TASK OBJECTIVE:
For this exercise, reproduce the entries below exactly, but only from the line containing "Provide the polygon of every instance of the nose." through the line containing "Provide the polygon of every instance of the sponsor", both included.

RECORDS SUPPLIED:

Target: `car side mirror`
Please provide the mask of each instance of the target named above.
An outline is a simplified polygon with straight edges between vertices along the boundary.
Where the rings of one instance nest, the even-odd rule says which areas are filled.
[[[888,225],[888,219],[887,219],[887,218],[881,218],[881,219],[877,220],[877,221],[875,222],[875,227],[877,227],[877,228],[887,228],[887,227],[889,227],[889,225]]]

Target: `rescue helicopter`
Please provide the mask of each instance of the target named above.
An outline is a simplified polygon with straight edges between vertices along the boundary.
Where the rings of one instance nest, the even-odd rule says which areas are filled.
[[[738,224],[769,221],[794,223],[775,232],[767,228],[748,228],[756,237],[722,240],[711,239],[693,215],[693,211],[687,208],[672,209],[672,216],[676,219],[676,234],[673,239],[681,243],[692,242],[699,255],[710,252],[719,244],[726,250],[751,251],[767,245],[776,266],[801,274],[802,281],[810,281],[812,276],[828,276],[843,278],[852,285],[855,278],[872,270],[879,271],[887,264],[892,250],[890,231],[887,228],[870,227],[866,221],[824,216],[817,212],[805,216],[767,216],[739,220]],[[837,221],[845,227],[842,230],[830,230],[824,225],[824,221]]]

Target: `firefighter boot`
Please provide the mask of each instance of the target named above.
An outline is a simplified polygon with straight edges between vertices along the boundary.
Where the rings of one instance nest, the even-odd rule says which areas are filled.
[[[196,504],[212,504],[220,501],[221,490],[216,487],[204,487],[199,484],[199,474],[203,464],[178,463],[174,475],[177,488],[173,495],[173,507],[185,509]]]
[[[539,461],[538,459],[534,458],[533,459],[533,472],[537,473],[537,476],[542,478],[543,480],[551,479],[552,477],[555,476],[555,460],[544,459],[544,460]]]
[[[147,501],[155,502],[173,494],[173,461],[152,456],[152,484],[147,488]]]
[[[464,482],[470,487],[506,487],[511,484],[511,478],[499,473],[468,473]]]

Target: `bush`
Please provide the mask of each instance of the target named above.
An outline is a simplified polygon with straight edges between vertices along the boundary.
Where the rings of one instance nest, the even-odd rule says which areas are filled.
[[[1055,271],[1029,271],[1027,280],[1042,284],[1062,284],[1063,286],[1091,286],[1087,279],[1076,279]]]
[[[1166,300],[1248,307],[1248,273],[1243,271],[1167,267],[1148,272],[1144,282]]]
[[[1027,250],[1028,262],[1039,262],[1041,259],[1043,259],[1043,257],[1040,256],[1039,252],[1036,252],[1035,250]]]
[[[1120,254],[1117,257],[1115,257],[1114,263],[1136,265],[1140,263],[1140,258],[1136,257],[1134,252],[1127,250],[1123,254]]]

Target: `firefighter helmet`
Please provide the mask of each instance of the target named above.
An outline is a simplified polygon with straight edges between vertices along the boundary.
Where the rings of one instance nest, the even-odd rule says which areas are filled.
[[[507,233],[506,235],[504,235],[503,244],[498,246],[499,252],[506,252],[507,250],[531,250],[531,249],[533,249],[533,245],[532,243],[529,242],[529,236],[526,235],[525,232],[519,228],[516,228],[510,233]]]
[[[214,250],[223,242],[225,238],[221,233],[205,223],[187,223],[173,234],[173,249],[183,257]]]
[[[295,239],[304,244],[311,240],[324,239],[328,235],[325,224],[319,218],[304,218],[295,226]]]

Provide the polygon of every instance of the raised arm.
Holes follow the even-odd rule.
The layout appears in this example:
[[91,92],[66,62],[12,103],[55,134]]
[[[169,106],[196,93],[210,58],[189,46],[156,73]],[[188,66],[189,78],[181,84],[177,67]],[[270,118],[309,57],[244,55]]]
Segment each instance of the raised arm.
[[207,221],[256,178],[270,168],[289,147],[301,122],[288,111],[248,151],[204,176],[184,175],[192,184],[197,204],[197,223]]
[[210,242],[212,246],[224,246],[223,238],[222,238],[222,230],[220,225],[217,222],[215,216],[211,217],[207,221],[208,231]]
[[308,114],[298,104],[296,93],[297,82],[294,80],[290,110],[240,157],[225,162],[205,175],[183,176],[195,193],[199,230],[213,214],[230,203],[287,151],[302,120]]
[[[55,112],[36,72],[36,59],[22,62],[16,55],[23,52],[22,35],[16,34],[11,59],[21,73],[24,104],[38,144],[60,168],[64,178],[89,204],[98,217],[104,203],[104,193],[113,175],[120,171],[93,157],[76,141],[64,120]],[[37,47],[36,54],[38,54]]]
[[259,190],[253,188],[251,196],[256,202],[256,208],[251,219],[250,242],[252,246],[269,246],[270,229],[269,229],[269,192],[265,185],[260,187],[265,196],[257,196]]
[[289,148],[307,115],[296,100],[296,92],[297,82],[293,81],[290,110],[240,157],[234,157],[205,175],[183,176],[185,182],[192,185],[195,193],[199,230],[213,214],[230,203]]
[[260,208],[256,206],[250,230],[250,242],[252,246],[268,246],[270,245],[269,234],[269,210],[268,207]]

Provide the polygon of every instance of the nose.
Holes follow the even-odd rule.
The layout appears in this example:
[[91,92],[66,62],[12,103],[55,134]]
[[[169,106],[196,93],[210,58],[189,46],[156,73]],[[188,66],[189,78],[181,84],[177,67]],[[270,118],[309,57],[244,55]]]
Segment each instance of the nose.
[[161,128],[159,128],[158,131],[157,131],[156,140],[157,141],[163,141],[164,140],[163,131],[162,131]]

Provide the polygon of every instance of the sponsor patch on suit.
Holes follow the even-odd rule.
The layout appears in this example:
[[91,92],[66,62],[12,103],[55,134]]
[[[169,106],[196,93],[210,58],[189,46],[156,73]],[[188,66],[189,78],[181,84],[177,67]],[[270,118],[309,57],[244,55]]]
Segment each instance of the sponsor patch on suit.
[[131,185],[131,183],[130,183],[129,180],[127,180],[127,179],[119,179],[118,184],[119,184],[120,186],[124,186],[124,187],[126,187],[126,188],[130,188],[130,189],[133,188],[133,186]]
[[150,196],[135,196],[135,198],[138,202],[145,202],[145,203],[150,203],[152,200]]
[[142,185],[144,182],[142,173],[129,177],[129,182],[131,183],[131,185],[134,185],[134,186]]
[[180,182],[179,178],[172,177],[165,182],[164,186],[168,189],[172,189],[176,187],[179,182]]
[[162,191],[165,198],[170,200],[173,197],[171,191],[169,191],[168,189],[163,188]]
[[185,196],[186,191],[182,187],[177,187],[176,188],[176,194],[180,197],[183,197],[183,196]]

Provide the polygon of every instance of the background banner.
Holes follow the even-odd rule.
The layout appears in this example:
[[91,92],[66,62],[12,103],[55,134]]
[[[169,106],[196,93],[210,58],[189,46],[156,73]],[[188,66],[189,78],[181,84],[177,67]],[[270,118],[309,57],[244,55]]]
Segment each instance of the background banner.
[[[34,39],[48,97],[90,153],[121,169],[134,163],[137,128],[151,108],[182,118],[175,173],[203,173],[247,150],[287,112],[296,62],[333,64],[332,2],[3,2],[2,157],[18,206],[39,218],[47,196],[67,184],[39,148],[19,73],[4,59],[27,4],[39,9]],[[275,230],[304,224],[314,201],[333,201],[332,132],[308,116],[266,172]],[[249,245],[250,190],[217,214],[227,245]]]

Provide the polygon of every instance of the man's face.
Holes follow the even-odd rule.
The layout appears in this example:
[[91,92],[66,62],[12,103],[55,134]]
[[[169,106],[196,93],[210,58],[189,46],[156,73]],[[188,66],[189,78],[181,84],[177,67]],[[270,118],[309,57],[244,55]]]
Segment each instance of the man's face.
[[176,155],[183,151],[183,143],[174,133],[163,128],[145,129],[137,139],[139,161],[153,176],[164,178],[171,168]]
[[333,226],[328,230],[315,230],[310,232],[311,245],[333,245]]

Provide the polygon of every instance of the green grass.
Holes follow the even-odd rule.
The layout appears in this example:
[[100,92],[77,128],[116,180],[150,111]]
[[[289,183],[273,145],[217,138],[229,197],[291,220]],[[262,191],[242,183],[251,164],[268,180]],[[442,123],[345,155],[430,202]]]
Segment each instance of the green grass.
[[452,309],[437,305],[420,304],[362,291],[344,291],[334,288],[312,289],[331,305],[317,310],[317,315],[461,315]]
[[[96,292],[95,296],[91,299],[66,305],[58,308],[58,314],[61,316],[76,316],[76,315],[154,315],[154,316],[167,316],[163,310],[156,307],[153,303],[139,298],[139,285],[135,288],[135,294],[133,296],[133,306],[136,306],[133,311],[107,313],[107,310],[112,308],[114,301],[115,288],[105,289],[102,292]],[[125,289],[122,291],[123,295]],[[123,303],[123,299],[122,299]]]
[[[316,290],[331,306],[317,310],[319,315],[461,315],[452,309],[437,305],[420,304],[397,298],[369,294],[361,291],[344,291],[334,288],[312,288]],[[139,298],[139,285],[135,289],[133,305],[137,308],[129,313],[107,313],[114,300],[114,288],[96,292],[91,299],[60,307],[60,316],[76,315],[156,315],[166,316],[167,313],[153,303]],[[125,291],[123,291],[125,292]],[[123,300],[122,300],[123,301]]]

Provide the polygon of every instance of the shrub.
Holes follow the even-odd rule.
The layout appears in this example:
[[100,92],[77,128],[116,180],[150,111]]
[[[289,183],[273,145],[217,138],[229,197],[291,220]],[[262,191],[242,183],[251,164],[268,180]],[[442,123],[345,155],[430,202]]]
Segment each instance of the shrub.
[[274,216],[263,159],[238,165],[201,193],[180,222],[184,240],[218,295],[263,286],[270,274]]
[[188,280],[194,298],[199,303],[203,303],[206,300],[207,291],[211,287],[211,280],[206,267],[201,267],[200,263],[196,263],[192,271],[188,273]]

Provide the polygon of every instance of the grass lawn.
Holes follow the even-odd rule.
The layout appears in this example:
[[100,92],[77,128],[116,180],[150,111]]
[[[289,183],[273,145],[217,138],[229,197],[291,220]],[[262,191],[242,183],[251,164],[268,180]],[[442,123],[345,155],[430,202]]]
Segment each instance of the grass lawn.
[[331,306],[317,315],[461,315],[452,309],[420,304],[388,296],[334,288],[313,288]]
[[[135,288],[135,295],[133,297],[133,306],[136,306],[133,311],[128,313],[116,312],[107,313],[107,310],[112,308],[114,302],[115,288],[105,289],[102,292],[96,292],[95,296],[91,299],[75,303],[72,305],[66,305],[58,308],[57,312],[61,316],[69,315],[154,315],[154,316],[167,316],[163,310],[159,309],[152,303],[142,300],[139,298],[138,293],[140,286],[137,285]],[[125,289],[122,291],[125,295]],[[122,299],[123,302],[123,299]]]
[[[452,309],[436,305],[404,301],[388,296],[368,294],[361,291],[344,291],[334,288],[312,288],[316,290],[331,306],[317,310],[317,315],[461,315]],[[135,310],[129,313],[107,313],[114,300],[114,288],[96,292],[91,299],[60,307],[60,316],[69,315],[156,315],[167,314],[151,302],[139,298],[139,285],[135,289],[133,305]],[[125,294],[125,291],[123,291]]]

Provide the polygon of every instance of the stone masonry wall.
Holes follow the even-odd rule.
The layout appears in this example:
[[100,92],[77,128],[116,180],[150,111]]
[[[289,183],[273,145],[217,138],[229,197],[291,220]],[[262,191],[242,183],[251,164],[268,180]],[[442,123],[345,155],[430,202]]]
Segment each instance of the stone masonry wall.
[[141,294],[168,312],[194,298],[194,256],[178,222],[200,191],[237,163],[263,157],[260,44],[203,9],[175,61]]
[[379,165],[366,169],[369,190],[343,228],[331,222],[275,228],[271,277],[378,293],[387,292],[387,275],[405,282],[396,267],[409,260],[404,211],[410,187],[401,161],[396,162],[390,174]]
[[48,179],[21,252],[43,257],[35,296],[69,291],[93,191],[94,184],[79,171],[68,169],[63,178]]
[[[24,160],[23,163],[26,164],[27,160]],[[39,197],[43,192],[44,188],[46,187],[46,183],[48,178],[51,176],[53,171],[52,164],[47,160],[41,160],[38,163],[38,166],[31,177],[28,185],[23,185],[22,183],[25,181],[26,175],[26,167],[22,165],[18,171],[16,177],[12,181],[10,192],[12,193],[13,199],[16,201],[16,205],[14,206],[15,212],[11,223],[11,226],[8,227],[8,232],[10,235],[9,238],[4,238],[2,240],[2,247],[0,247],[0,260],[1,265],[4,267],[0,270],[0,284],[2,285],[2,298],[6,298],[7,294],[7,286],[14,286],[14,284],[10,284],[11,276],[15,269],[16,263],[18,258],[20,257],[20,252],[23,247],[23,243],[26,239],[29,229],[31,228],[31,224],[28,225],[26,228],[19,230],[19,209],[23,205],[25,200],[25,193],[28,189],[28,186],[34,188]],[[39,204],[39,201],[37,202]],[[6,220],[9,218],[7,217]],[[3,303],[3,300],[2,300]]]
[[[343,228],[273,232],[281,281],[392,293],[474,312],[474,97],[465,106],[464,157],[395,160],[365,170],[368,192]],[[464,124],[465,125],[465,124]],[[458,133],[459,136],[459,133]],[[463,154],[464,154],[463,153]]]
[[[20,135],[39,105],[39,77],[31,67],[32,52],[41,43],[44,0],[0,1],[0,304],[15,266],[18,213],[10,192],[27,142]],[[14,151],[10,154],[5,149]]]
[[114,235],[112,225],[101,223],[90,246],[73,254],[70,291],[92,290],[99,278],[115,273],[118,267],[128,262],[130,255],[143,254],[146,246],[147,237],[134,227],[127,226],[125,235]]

TASK SOLUTION:
Provide the polygon of every instance of the nose.
Holes follow the even-odd rule.
The layout appears in this example:
[[91,92],[66,62],[12,103],[55,134]]
[[[169,106],[196,93],[210,58],[189,46],[156,73]],[[188,66],[189,78],[181,84],[177,67]],[[270,118],[309,57],[244,55]]]
Segment each instance of the nose.
[[161,128],[159,128],[158,131],[157,131],[156,140],[157,141],[163,141],[164,140],[163,131],[162,131]]

Provide the polygon of every instance of the sponsor patch on suit.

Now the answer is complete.